Please extract every line from the rows below that contains the word "plant".

%%

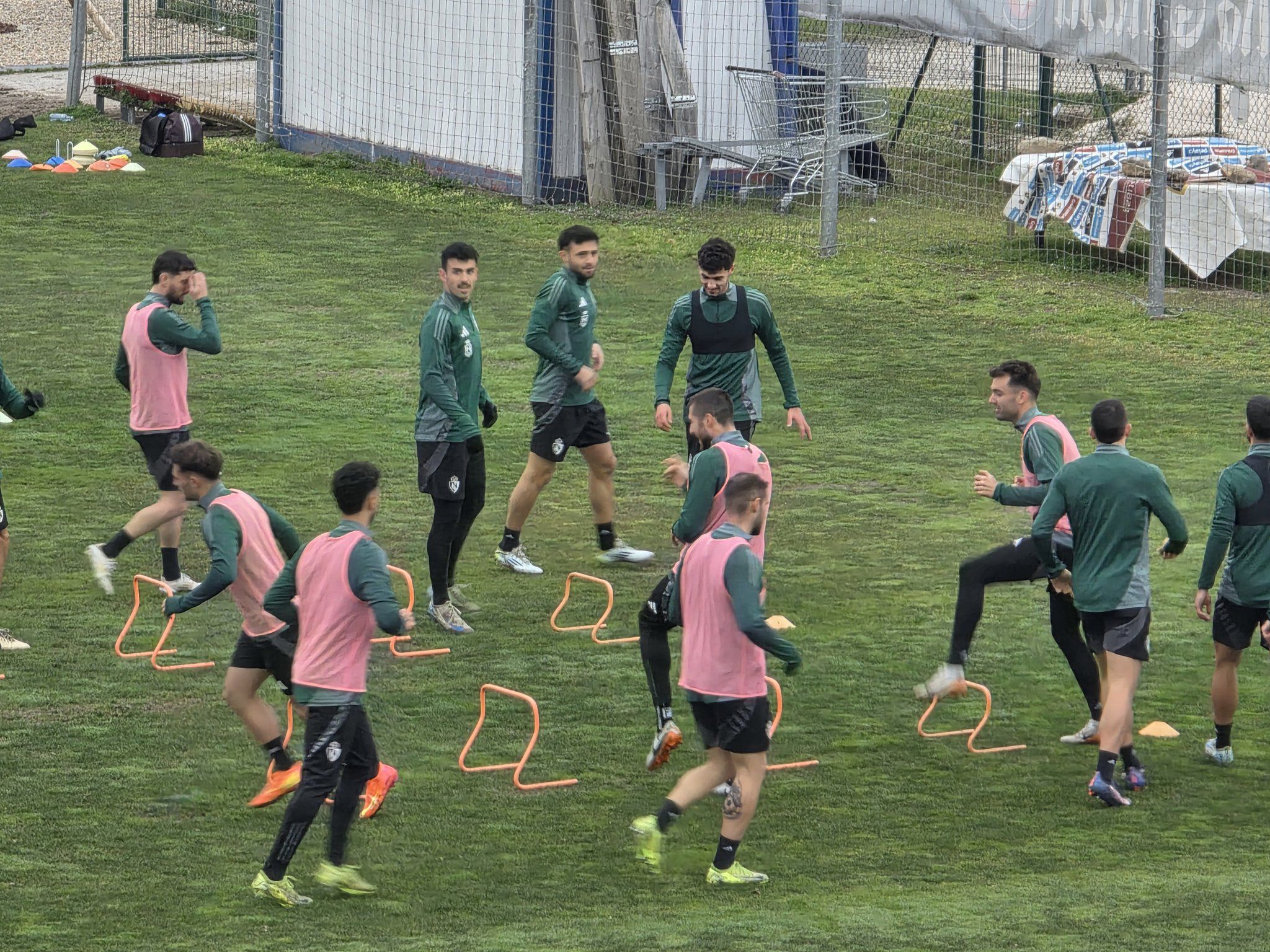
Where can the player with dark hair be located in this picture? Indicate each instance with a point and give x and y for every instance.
(1109, 498)
(1046, 448)
(722, 320)
(727, 455)
(566, 410)
(153, 367)
(337, 591)
(448, 444)
(13, 407)
(718, 597)
(244, 537)
(1241, 522)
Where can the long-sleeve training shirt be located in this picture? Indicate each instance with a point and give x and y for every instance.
(735, 374)
(1246, 580)
(562, 330)
(224, 537)
(450, 374)
(744, 578)
(1109, 496)
(367, 578)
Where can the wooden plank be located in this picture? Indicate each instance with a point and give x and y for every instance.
(683, 98)
(596, 156)
(628, 120)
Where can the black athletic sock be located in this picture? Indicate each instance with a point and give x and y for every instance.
(171, 564)
(1106, 765)
(1223, 734)
(118, 542)
(726, 853)
(278, 754)
(1130, 757)
(668, 814)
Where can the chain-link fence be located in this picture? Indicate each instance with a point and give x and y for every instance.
(945, 146)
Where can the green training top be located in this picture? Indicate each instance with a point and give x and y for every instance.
(12, 402)
(1109, 498)
(1043, 452)
(367, 578)
(735, 374)
(744, 578)
(171, 333)
(705, 479)
(1248, 568)
(562, 330)
(224, 537)
(450, 371)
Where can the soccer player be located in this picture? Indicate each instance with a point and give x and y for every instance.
(447, 437)
(1241, 522)
(718, 597)
(13, 407)
(153, 367)
(1109, 496)
(243, 536)
(566, 410)
(722, 320)
(710, 420)
(340, 583)
(1046, 448)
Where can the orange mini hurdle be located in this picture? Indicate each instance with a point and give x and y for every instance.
(969, 733)
(516, 764)
(154, 654)
(593, 628)
(771, 731)
(391, 640)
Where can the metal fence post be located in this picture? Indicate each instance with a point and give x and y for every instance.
(1158, 159)
(832, 128)
(75, 66)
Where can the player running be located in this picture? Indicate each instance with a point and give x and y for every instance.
(566, 410)
(719, 598)
(1241, 522)
(13, 407)
(153, 367)
(1046, 448)
(710, 421)
(340, 584)
(722, 320)
(447, 438)
(1109, 496)
(243, 536)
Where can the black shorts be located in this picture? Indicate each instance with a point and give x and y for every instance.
(271, 653)
(745, 427)
(737, 726)
(158, 450)
(447, 469)
(557, 428)
(1126, 632)
(1235, 625)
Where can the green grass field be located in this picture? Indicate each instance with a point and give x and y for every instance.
(123, 823)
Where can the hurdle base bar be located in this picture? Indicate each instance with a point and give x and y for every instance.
(517, 765)
(970, 734)
(593, 628)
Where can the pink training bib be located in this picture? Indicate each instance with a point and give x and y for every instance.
(259, 564)
(158, 382)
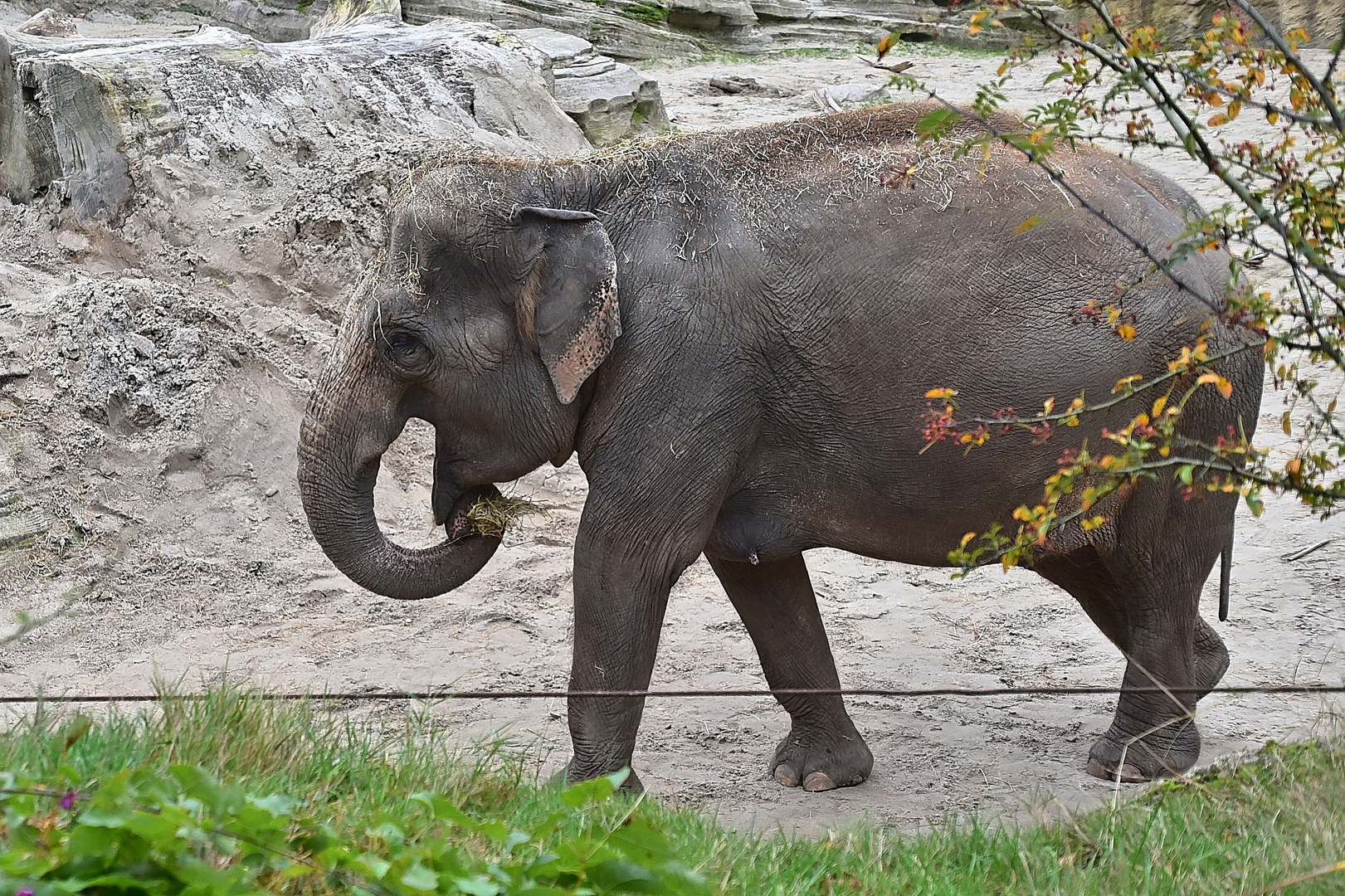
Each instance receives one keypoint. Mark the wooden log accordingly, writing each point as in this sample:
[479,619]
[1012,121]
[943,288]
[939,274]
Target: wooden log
[92,119]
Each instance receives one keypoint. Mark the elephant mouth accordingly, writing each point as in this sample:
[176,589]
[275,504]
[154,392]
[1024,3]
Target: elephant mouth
[455,515]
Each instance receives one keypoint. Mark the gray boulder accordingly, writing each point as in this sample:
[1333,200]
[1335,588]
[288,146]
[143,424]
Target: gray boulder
[607,99]
[93,119]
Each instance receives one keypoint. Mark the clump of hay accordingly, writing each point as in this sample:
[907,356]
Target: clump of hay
[493,515]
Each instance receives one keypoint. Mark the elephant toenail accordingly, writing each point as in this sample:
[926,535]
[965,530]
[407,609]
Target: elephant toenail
[816,782]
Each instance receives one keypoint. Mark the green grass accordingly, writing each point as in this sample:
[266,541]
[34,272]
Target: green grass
[1236,830]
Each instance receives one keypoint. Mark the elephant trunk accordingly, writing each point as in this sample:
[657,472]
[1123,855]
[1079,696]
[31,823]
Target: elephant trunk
[340,444]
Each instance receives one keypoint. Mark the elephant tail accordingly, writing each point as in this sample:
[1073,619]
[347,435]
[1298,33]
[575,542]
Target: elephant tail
[1226,571]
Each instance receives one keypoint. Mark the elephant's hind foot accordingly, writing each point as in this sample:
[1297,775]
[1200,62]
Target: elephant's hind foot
[821,762]
[1153,757]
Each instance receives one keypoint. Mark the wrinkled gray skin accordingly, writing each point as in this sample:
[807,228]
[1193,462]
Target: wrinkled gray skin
[736,334]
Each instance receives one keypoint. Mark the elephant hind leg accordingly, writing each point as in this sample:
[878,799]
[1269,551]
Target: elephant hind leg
[777,603]
[1143,595]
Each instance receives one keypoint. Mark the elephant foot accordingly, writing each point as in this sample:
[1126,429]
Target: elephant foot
[568,775]
[1123,757]
[822,761]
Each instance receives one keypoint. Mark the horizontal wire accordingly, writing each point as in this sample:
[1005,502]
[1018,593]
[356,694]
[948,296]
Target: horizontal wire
[777,692]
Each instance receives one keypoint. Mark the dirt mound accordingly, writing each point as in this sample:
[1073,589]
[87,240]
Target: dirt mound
[152,376]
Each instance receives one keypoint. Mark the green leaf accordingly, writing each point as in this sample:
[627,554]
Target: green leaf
[478,887]
[105,816]
[377,867]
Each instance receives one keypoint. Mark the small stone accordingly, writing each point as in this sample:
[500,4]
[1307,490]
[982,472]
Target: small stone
[184,343]
[142,344]
[49,23]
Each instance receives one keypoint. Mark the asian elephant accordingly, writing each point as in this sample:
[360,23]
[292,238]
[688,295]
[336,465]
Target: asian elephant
[736,333]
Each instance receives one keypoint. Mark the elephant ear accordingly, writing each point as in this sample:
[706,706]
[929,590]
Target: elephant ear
[568,305]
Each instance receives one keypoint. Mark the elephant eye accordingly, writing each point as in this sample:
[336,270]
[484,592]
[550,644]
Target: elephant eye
[407,350]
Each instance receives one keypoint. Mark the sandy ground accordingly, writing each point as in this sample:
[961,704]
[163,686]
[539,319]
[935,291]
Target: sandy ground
[188,553]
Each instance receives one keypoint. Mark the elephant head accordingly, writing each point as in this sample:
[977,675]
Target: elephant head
[485,324]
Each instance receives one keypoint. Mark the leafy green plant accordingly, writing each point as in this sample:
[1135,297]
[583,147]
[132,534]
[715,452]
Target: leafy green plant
[1123,85]
[182,830]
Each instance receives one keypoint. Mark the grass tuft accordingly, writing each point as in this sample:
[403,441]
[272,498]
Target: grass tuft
[494,515]
[1243,828]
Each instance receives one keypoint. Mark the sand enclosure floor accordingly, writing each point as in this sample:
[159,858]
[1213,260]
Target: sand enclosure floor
[212,567]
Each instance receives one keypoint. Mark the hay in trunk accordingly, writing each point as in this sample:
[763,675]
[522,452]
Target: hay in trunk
[493,515]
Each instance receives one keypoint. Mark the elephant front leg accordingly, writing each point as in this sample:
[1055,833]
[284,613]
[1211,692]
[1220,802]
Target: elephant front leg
[777,603]
[621,597]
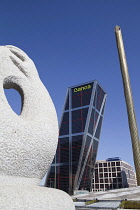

%%

• [FULL ANSWER]:
Each instance receives one keypoint. Mark the leafy green plant accordingly, writing each point as in this sample:
Target: leafy green plant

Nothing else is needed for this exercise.